━━━━━ Data shown
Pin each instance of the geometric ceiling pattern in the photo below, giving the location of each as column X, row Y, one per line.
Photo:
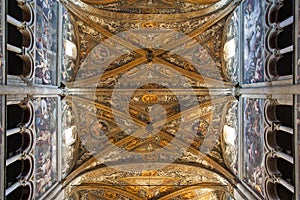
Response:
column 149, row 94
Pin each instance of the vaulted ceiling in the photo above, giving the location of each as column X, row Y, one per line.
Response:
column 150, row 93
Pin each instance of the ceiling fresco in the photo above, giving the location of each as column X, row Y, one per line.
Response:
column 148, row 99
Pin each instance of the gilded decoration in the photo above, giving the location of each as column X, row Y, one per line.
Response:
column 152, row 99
━━━━━━━━━━
━━━━━ Data shown
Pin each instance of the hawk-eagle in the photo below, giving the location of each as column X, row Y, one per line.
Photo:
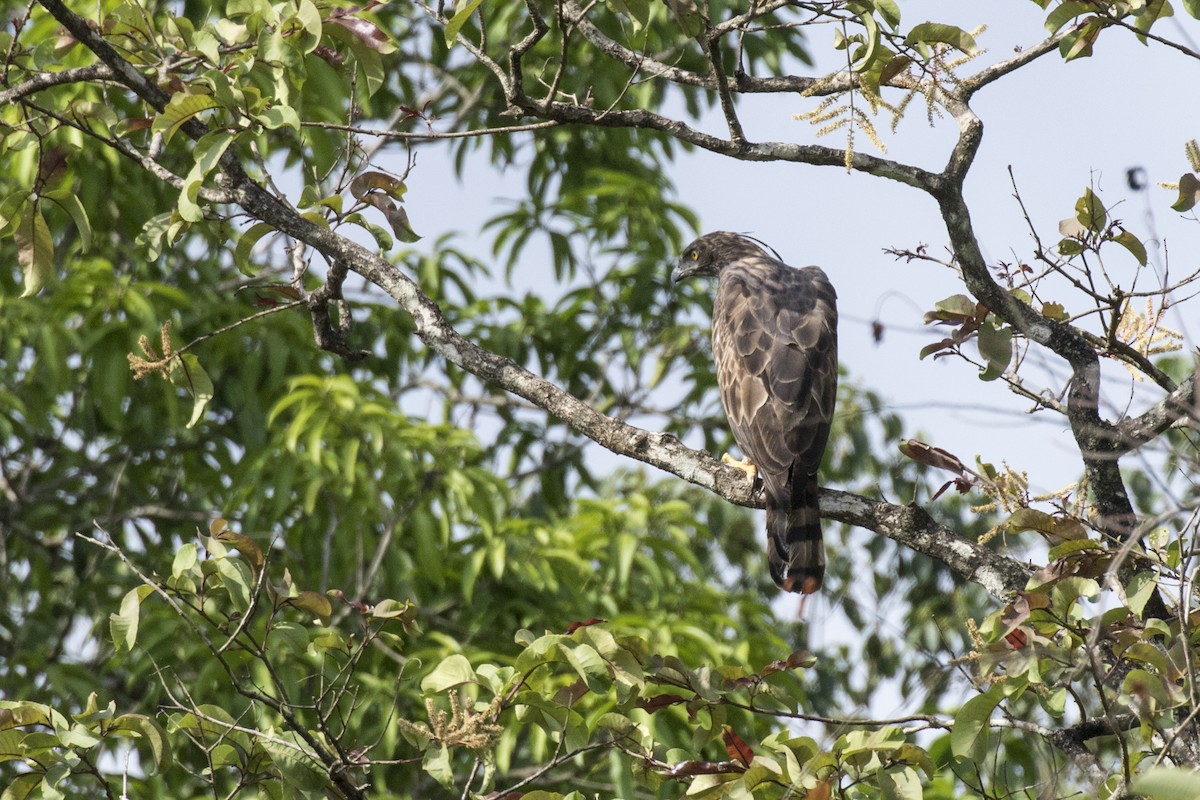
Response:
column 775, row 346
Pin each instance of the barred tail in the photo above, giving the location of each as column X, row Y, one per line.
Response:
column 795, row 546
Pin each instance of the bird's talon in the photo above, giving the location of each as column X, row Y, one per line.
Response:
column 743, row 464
━━━━━━━━━━
━━━━━ Data shown
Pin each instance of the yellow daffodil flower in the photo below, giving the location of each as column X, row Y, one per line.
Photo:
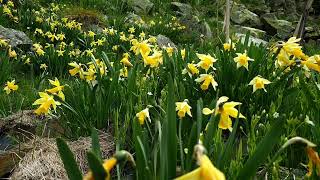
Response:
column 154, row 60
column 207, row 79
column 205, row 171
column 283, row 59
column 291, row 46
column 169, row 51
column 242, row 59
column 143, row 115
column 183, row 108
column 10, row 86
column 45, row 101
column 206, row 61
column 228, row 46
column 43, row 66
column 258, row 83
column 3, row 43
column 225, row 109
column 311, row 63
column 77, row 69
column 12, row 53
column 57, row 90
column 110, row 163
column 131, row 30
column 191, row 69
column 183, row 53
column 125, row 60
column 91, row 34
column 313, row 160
━━━━━━━━━━
» Work required
What is the number of lines above that contain "giving"? Reply with that number only.

» Answer to the problem
8